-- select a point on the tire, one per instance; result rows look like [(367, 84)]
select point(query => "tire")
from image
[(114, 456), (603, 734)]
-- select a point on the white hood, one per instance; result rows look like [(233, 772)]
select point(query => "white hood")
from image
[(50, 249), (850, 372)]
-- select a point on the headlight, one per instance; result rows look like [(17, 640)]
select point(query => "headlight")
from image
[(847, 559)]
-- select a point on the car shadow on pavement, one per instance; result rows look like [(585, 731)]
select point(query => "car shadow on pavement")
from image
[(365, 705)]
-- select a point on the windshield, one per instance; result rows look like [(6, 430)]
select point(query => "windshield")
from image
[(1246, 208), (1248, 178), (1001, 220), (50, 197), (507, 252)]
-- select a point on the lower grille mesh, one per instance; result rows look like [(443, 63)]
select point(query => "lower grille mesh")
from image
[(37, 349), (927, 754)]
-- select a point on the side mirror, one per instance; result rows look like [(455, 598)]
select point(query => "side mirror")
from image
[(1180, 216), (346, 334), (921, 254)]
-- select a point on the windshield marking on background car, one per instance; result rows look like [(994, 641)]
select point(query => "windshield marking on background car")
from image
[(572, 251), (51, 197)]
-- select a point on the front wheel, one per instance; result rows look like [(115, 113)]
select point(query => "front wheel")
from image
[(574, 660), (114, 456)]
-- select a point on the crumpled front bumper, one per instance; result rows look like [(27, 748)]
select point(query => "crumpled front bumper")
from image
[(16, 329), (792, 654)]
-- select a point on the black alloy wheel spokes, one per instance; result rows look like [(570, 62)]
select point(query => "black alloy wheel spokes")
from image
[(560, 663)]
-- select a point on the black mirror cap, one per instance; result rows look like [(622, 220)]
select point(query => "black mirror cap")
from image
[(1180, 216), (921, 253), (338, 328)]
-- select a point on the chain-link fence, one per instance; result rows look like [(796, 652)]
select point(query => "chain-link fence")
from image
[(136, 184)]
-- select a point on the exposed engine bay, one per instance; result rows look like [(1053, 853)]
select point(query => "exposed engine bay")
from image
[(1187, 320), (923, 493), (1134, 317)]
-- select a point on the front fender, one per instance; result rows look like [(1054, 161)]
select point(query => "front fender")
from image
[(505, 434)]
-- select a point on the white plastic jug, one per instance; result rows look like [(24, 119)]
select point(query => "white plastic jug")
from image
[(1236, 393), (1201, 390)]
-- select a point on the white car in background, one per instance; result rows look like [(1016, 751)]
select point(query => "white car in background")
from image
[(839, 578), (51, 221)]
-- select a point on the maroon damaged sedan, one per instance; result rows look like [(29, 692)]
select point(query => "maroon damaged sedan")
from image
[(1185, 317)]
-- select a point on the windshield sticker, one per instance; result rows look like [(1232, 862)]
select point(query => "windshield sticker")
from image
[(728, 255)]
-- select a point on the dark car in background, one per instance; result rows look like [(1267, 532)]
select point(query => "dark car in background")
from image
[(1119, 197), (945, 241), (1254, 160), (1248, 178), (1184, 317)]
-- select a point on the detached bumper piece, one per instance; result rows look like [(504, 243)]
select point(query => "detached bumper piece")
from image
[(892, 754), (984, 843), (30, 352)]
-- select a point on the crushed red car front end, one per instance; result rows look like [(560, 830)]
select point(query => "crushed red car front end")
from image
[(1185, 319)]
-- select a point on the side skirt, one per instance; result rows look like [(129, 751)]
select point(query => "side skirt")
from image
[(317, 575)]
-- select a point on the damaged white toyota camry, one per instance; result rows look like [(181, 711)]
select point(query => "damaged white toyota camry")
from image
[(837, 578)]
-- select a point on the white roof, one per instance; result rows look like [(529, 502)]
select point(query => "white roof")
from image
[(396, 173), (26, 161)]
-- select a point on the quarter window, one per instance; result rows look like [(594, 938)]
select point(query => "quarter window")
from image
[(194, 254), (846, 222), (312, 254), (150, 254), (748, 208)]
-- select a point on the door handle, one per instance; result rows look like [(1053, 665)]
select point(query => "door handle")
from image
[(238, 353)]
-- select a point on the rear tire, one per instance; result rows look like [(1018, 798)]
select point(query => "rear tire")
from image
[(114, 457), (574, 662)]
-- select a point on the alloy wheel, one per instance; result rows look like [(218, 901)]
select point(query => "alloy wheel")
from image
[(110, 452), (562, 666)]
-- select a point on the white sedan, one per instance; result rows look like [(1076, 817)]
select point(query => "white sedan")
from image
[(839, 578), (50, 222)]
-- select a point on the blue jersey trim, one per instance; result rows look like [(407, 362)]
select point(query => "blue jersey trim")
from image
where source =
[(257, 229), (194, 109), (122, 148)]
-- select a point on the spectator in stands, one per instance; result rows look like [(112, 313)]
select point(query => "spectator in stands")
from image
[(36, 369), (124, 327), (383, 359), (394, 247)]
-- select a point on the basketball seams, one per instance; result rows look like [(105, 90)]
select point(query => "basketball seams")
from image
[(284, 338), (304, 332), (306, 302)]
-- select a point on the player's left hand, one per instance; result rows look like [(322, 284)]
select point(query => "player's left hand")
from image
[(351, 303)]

-----

— Problem —
Reproduce the listing lines from the line with "-- select a point on the crumpled" to the line with "[(1180, 216), (921, 253), (338, 328)]", both included, without any change.

— Task response —
-- select a point on the crumpled front bumper, one per instance; result rows look like [(27, 748)]
select point(query => "crumpled front bumper")
from image
[(16, 329), (792, 654)]
-- select a point on the black alloy wheel spokes, one per instance; result rows look like [(570, 62)]
select point(query => "black alloy wheel spokes")
from image
[(560, 663)]
-- select a point on the black mirror cap, one per instance; result rows look like [(622, 220)]
select point(query => "black mirror cap")
from image
[(1180, 216), (921, 253), (338, 328)]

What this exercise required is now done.